*** SOURCE PASSAGE Section Begins ***

Wreck and rebuild your workplace so it works for your business and your people
You wouldn’t bring all the legacy code of your outdated technology system into your brand new one any more than you would hitch a trailer to a Porsche. So, why do we design our workplaces like this? Let’s stop cobbling things together. Instead, start with a clean sheet of paper. Get creative about what work needs to look like for people (and your company) to thrive. But don’t do it alone. Who better to decide what your workplace needs to perform at its best than the people who actually perform. Instead of asking whether to be in person or hybrid, ask what your strategy needs, what the unique attributes of your business require. Are your teams already dispersed? How much collaborative work vs. quiet focus work do your team members need to be most effective? Identify the activities where in person work is most critical and solve for those, trusting your people to do the quiet work where they are personally most productive (it won’t be the same for everyone).

*** SOURCE PASSAGE Section Ends ***

PROBLEMS TO SOLVE:
**A)** Say whether each statement agrees with the workplace redesign passage. Answer yes or no for each and quote the deciding words.
(i) The passage recommends beginning the redesign from a clean sheet of paper.
(ii) The passage says quiet work will be most productive in the same place for every team member.
(iii) The passage advises redesigning the workplace without involving others.
**B)** In the workplace redesign passage, what is bringing legacy code into a brand new system compared to?
**C)** Please carry on the workplace redesign passage, picking up after its final sentence.

*** DATASET RECORDS Section Begins ***

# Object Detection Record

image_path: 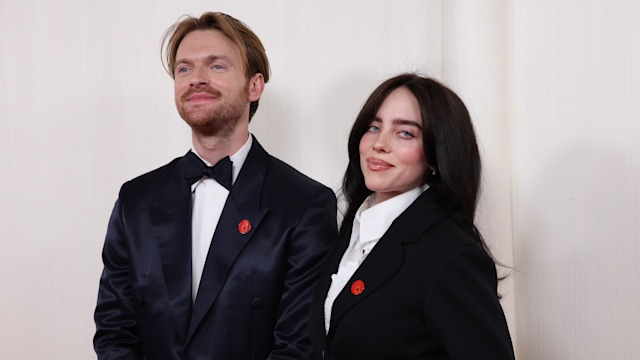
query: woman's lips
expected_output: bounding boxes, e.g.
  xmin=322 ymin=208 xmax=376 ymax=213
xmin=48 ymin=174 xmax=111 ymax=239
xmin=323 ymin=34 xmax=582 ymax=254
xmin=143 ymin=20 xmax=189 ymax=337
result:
xmin=367 ymin=158 xmax=393 ymax=171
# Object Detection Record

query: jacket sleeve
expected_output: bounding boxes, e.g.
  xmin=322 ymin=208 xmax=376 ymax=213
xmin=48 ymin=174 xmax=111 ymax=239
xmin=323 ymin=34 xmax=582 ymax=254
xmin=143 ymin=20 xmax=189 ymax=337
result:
xmin=93 ymin=200 xmax=144 ymax=360
xmin=424 ymin=245 xmax=514 ymax=360
xmin=268 ymin=188 xmax=338 ymax=360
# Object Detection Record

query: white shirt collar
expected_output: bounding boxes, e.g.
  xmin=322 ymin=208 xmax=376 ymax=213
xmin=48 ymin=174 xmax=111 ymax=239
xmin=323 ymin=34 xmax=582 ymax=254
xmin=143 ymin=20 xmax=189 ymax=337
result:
xmin=191 ymin=133 xmax=253 ymax=191
xmin=355 ymin=185 xmax=429 ymax=242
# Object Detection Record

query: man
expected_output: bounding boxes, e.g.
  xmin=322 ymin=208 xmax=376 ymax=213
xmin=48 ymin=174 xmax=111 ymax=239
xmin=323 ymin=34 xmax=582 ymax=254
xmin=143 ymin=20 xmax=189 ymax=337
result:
xmin=94 ymin=13 xmax=337 ymax=360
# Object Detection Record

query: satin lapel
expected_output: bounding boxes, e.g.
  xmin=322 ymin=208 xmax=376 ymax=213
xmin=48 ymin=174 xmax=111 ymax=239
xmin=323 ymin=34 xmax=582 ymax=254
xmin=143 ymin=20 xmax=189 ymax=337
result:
xmin=329 ymin=190 xmax=442 ymax=336
xmin=187 ymin=138 xmax=269 ymax=343
xmin=149 ymin=153 xmax=191 ymax=340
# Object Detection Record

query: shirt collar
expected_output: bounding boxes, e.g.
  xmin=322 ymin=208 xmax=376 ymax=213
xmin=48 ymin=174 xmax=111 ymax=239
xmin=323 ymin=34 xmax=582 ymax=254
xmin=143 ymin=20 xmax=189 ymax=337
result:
xmin=355 ymin=185 xmax=429 ymax=242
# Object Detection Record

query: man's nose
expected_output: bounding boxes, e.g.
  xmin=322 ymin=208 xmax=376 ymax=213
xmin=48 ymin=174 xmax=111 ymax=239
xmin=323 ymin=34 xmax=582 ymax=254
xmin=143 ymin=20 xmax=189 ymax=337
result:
xmin=190 ymin=67 xmax=209 ymax=86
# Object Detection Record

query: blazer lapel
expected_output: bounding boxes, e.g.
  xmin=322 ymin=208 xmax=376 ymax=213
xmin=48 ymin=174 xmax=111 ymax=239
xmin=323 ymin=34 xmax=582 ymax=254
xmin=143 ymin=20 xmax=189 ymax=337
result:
xmin=149 ymin=153 xmax=191 ymax=340
xmin=325 ymin=190 xmax=442 ymax=335
xmin=187 ymin=138 xmax=269 ymax=343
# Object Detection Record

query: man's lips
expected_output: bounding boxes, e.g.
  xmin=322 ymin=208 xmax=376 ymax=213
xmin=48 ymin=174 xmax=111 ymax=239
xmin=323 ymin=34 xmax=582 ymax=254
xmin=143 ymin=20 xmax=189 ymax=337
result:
xmin=367 ymin=158 xmax=393 ymax=171
xmin=187 ymin=93 xmax=216 ymax=102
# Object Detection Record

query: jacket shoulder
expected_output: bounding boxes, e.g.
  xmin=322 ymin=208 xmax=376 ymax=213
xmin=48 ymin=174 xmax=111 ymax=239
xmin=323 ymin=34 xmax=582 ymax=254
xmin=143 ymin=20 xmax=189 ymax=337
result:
xmin=120 ymin=157 xmax=182 ymax=198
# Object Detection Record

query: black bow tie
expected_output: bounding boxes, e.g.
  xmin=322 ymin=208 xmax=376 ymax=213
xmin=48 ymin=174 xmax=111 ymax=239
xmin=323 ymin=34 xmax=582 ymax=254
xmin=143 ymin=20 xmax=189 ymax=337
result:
xmin=184 ymin=151 xmax=232 ymax=191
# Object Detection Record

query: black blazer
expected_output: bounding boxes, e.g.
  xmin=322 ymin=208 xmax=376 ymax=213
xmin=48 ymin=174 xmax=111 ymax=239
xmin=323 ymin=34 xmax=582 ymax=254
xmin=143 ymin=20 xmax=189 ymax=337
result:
xmin=310 ymin=190 xmax=514 ymax=360
xmin=94 ymin=139 xmax=337 ymax=360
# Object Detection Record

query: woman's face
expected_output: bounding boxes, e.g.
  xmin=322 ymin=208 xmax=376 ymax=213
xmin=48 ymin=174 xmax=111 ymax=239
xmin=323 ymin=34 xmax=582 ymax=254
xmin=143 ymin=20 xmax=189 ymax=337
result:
xmin=360 ymin=87 xmax=427 ymax=203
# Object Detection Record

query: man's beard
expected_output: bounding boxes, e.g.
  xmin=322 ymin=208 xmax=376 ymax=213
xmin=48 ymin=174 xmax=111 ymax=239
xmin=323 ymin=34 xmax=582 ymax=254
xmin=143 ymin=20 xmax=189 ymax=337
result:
xmin=176 ymin=84 xmax=249 ymax=138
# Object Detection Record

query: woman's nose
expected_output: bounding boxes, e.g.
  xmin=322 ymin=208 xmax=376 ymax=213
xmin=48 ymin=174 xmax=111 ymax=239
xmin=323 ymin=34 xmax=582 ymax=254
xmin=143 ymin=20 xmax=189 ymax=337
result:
xmin=373 ymin=133 xmax=389 ymax=152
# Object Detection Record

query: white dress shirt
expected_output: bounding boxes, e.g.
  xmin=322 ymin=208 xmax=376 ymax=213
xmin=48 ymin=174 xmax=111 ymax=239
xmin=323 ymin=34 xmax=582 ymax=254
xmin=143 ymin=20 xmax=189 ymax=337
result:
xmin=191 ymin=134 xmax=253 ymax=302
xmin=324 ymin=185 xmax=429 ymax=333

*** DATASET RECORDS Section Ends ***

RESPONSE LIST:
**A)**
(i) Yes: "Instead, start with a clean sheet of paper."
(ii) No: "trusting your people to do the quiet work where they are personally most productive (it won’t be the same for everyone)."
(iii) No: "But don’t do it alone."

**B)** Hitching a trailer to a Porsche.

**C)**
Ditch the toxic nostalgia about in person meetings (Remember when we had them all the time? We hated them.) Give people what they need to support the ways you decide to work: reimagined physical spaces designed to facilitate hybrid meetings, upgraded tools and technology that prioritize communication and keep information accessible to everyone. Reject the lure of productivity paranoia and focus on measuring results and impact. Remember that your most knowledgeable advisors are in your midst. Engage your employees as partners to find the right workplace mix for your business.
Teach your leaders how to engage people wherever they work
The health of your business depends on how well your people work together. And that starts with leaders – at every level. Research shows the single biggest influence on whether an employee leans in or checks out is their direct manager. But many managers are flailing when it comes to overseeing hybrid or remote workers.
People being strong-armed back into the office feel betrayed—like their leaders no longer trust them to work from home. But this is more about leaders not trusting themselves. They may not admit it, but they’re struggling and they’re scared. And rightly so. After decades of managing by walking around, how do you do that when no one is there? Leading far flung teams requires a much more complex and nuanced brand of leadership. It demands more skillful leaders who are empathetic, self-aware, and great at forging and maintaining connections. Don’t force your workers back into the office because of the low bar of leadership. Instead, upskill your managers to help them effectively lead and engage employees no matter where they sit. Teach them to make space for remote employees’ perspectives, get creative about team bonding experiences and effectively use one-on-ones and group check-ins to reduce isolation and boost communication.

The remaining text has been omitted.